STUDY QUESTIONS
- A) Answer these three questions from the travel journal:
(i) How many bottles and pipkins did the Khan of Dastgird's servants bring?
(ii) Provisions for how many days have to be taken from Chigakhor?
(iii) Who declared it impossible to get through the country without an escort?
- B) Could you carry the travel journal on from its last sentence?

The next morning the Khan of Dastgird's servants brought fifteen bottles and pipkins for eye-lotions and medicines. In spite of the directions in Persian which Mirza put upon the bottles, I doubt not that some of the eye-lotions will be swallowed, and that some of the medicines will be put into the eyes!
June 8.—The last evening has come after a busy day. The difficulties in the way of getting ready for the start to-morrow have been great. The iron socket of my tent-pole broke, there was no smith in the valley, and when one arrived with the Ilkhani, the Ilkhani's direct order had to be obtained before he would finish the work he had undertaken. I supplied the iron, but then there was no charcoal. I have been tentless for the whole day. Provisions for forty days have to be taken from Chigakhor, and two cwts. of rice and flour have been promised over and over again, but have only partially arrived to-night. Hassan has bought a horse and a cow, and they have both strayed, and he has gone in search of them, and Mirza in search of him, and both have been away for hours.
Of the escorts promised by the Ilkhani not one man has arrived, though it was considered that the letter to him given me by the Amin-es-Sultan would have obviated any difficulty on this score. An armed sentry was to have slept in front of my tent, and a tufangchi was to have been my constant attendant, and I have nobody. Of the escort promised to the Agha not one man has appeared. In this case we are left to do what General Schindler and others in Tihran and Isfahan declared to be impossible, viz. to get through the country without an escort and without the moral support of a retainer high in the Ilkhani's service. Whether there have been crooked dealings; or whether the Ilkhani, in spite of his promises, regards the presence of travellers in his country with disfavour; or whether, apprehending a collision, both the Ilkhani and Ilbegi are unwilling to part with any of their horsemen, it is impossible to decide.

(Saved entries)

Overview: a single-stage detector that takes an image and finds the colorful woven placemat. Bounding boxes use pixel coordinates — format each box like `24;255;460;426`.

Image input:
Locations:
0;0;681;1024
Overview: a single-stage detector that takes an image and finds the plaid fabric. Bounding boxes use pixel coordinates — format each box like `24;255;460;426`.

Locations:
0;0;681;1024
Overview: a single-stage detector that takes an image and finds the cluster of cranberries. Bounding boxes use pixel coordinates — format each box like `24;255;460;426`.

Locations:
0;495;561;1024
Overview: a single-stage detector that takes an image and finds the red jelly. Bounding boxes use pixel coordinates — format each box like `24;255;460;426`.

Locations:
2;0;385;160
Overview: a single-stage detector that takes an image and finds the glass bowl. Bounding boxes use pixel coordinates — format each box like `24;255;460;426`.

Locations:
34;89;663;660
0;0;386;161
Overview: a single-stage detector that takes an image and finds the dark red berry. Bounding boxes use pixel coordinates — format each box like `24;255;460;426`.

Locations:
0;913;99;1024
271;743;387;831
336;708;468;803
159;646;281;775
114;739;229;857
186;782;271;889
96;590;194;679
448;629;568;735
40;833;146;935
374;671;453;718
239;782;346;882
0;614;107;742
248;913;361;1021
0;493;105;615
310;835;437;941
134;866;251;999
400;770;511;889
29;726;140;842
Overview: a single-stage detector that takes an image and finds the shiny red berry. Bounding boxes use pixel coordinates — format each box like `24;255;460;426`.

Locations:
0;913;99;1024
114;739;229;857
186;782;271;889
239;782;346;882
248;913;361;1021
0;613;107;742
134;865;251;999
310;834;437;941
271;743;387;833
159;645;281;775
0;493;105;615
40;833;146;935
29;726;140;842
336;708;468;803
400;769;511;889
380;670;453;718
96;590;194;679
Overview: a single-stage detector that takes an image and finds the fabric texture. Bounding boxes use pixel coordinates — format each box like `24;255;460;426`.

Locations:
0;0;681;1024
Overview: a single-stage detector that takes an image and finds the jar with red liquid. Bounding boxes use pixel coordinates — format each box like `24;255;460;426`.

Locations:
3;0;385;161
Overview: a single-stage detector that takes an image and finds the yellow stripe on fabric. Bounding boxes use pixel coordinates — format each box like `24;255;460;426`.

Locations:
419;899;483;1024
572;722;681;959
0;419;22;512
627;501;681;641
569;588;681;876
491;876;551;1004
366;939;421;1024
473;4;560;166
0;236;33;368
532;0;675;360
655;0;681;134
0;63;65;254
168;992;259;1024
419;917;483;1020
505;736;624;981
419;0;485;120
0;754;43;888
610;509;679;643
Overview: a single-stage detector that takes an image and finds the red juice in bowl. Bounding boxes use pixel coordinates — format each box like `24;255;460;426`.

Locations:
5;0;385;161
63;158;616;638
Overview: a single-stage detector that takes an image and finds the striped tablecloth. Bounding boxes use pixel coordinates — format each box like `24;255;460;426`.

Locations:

YOUR RESPONSES
- A)
(i) Fifteen.
(ii) Forty days.
(iii) General Schindler and others in Tihran and Isfahan.

- B)
I. L. B.
END OF VOL. I
Printed by R. & R. Clark, Edinburgh.
FOOTNOTES:
[1] I left England with a definite object in view, to which others were subservient, but it is not necessary to obtrude it on the reader.
[2] According to the returns for 1889, the British tonnage entering the Bushire roadstead was 111,745 out of 118,570 tons, and the imports from British territory amounted to a value of £744,018 out of £790,832. The exports from Bushire in the same year amounted to £535,076, that of opium being largely on the increase. Among other things exported are pistachio nuts, gum, almonds, madder, wool, and cotton. Regarding gum, the wars in the Soudan have affected the supply of it, and Persia is reaping the benefit, large quantities now being collected from certain shrubs, especially from the wild almond, which abounds at high altitudes. The drawback is that firewood and charcoal are becoming consequently dearer and scarcer. The gum exported in 1889 was 7472 cwts., as against 14,918 in 1888, but the value was more than the same.
The imports into Bushire, as comparing 1889 with 1888, have increased by £244,186, and the exports by £147,862. The value of the export of opium, chiefly to China, was £231,521, as against £148,523 in 1888.